计算机工程与应用 ›› 2021, Vol. 57 ›› Issue (15): 193-199.DOI: 10.3778/j.issn.1002-8331.2004-0352

• 模式识别与人工智能 • 上一篇    下一篇

采用多级特征的多标签长文本分类算法

王浩镔,胡平   

  1. 1.西安交通大学 软件学院,西安 710000
    2.西安交通大学 管理学院,西安 710000
  • 出版日期:2021-08-01 发布日期:2021-07-26

Multi-label Long Text Classification Algorithm Based on Multi-level Features

WANG Haobin, HU Ping   

  1. 1.School of Software, Xi’an Jiaotong University, Xi’an 710000, China
    2.School of Management, Xi’an Jiaotong University, Xi’an 710000, China
  • Online:2021-08-01 Published:2021-07-26

摘要:

针对现有多标签分类算法忽略了标签之间的内生关系,将多标签分类问题转化为序列生成问题,充分考虑标签之间的共生关系,以Seq2Seq模型为基础,从词语级别和语义级别两个维度提取文本特征,通过对特征提取模块、编码器结构、混合注意力机制、解码器预测部分的改进,提出了基于多级特征和混合注意力机制的多标签分类算法。在Zhihu、RCV1-V2和AAPD三个数据集上进行算法有效性验证并与现有算法对比,提出的算法在F1值、召回率和汉明损失三个指标上均优于其他算法。

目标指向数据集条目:
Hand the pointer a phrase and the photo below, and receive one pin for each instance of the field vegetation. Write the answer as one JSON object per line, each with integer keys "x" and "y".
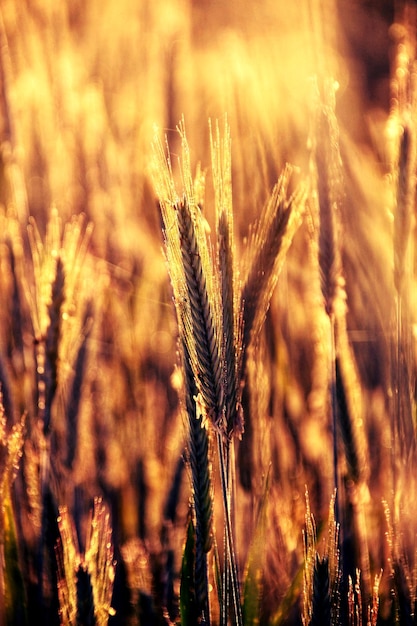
{"x": 208, "y": 313}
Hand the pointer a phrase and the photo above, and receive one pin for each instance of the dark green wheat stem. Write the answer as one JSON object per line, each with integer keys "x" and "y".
{"x": 205, "y": 335}
{"x": 199, "y": 460}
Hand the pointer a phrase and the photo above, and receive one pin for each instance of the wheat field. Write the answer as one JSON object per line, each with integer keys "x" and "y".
{"x": 208, "y": 321}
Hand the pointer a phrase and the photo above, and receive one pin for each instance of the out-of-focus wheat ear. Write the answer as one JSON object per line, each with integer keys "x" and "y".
{"x": 404, "y": 609}
{"x": 266, "y": 250}
{"x": 350, "y": 410}
{"x": 12, "y": 592}
{"x": 309, "y": 546}
{"x": 321, "y": 601}
{"x": 67, "y": 558}
{"x": 327, "y": 171}
{"x": 355, "y": 600}
{"x": 231, "y": 348}
{"x": 403, "y": 128}
{"x": 405, "y": 202}
{"x": 254, "y": 570}
{"x": 75, "y": 394}
{"x": 100, "y": 562}
{"x": 52, "y": 340}
{"x": 12, "y": 186}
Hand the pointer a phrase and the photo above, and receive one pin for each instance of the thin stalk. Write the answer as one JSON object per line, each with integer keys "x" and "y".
{"x": 230, "y": 565}
{"x": 334, "y": 409}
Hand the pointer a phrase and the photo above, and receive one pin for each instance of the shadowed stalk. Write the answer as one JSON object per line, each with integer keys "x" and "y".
{"x": 85, "y": 581}
{"x": 327, "y": 171}
{"x": 403, "y": 428}
{"x": 200, "y": 464}
{"x": 321, "y": 598}
{"x": 12, "y": 594}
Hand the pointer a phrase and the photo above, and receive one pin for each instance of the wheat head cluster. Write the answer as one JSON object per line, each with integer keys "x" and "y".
{"x": 208, "y": 342}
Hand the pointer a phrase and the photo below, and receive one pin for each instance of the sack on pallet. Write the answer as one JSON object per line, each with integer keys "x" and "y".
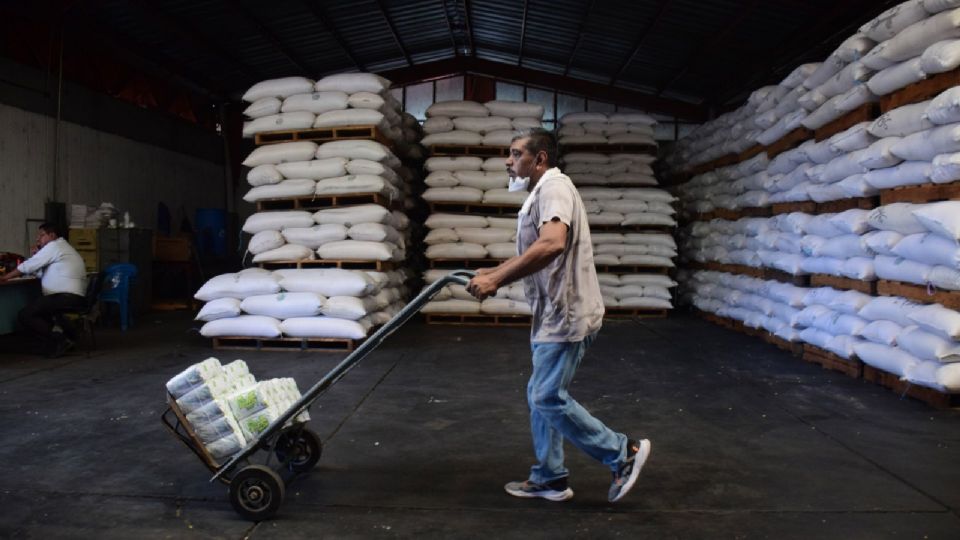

练习题目: 请从最后一句之后接着写，续写这篇关于多标签长文本分类算法的文本，好吗？ 这些材料与本练习毫无关系。

任务结果:
关键词: 多标签分类, 多级特征, 混合注意力

Abstract:

For the existing multi-label classification algorithm has ignored the endogenous relationship between the labels, In this paper, the multi-label classification problem is converted into a sequence generation problem, and the symbiotic relationship between the labels is fully considered. Based on the Seq2Seq model, text features are extracted from two dimensions:word level and semantic level. By improving the feature extraction module, encoder structure, mixed attention mechanism, and decoder prediction part, a multi-label classification algorithm based on multi-level features and mixed attention mechanism is proposed. The effectiveness of the algorithm is verified on the three data sets of Zhihu, RCV1-V2 and AAPD and compared with existing algorithms. The proposed algorithm is superior to other algorithms in F1 value, recall rate and Hamming loss.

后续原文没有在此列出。